* [GETOONDE TEKST]

══════════════════════════════

Bijna iedereen wil mobiel bellen, maar bijna niemand wil een antenne op zijn dak. Kort samengevat is dat het dilemma van het antennebeleid. Er ligt nu ook een heus nationaal Antennebeleidsplan. Maar ook dat heeft de makke dat de echte afspraken uiteindelijk moeten worden gemaakt tussen de gemeenten en de operators zelf. Tot nu toe gaf iedere gemeente hieraan op geheel eigen wijze invulling. Dat betekende grote verschillen in beleid tussen gemeenten onderling en dus ook grote onzekerheid voor operators.
Met goede wil aan beide kanten valt zoiets natuurlijk best op te lossen. Daarom is het ook erg belangrijk dat er een convenant komt tussen gemeenten, rijksoverheid en operators, dat goede afspraken en heldere richtlijnen omvat. Afspraken bieden ook zekerheid voor bewoners, of zij nu eigenaar of huurder zijn. Het simpelweg afschaffen van de vergunningplicht voor antennes onder de vijf meter, zoals de telecomoperators graag zouden willen, draagt niet bij aan de zekerheid voor mensen die vervolgens zo’n antenne in hun woon- of leefomgeving geplaatst krijgen.
Er bestaat immers onrust over de effecten van antennes op de gezondheid.
De Gezondheidsraad heeft een advies uitgebracht waarin duidelijk wordt gesteld dat straling op korte termijn geen noemenswaardig effect heeft op de gezondheid van mensen. Over de effecten op langere termijn is echter niets bekend. Dat geldt trouwens niet alleen voor antennes, maar in veel belangrijker mate voor het mobiel bellen zelf. Er moet dan ook epidemiologisch onderzoek komen naar de lange-termijneffecten van straling door antennes en van het gebruik van mobiele telefoons. Onderzoek kan ook bijdragen aan een discussie op basis van feiten in plaats van angsten en emoties.

══════════════════════════════

* [GETOOND MATERIAAL]
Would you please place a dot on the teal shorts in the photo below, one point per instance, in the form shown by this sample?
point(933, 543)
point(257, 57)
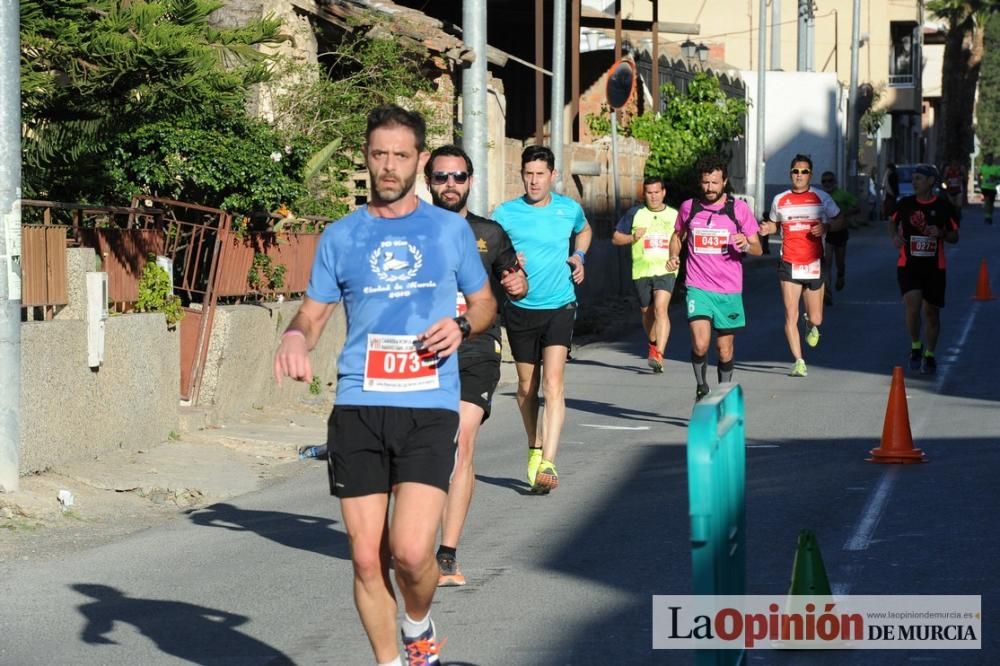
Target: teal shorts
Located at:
point(724, 311)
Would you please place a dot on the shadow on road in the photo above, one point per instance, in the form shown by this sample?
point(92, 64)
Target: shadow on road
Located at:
point(196, 634)
point(310, 533)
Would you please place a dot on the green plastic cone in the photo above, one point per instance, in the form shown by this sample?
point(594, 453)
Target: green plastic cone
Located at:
point(808, 574)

══════════════════════════════

* [OPDRACHT 1]
Geef voor elke bewering aan of die klopt met de tekst over het antennebeleid. Antwoord steeds met ja of nee en citeer de woorden uit de tekst die de doorslag geven.
(a) Straling heeft op korte termijn geen noemenswaardig effect op de gezondheid van mensen.
(b) De tekst steunt het afschaffen van de vergunningplicht voor antennes onder de vijf meter.
(c) Over de effecten van straling op langere termijn is veel bekend.
* [OPDRACHT 2] Leg in één tot drie zinnen uit waarom de tekst over het antennebeleid een convenant tussen gemeenten, rijksoverheid en operators belangrijk vindt.
De gegevens zijn voor deze opdrachten niet nodig.

* [SCHRIFTELIJK ANTWOORD 1]
(a) Ja: "dat straling op korte termijn geen noemenswaardig effect heeft op de gezondheid van mensen"
(b) Nee: "draagt niet bij aan de zekerheid voor mensen die vervolgens zo’n antenne in hun woon- of leefomgeving geplaatst krijgen"
(c) Nee: "Over de effecten op langere termijn is echter niets bekend."

* [SCHRIFTELIJK ANTWOORD 2] Tot nu toe gaf iedere gemeente op eigen wijze invulling aan het antennebeleid. Dat leidde tot grote verschillen tussen gemeenten en tot grote onzekerheid voor operators. Een convenant met goede afspraken en heldere richtlijnen kan dat oplossen en biedt ook zekerheid voor bewoners, of ze nu eigenaar of huurder zijn.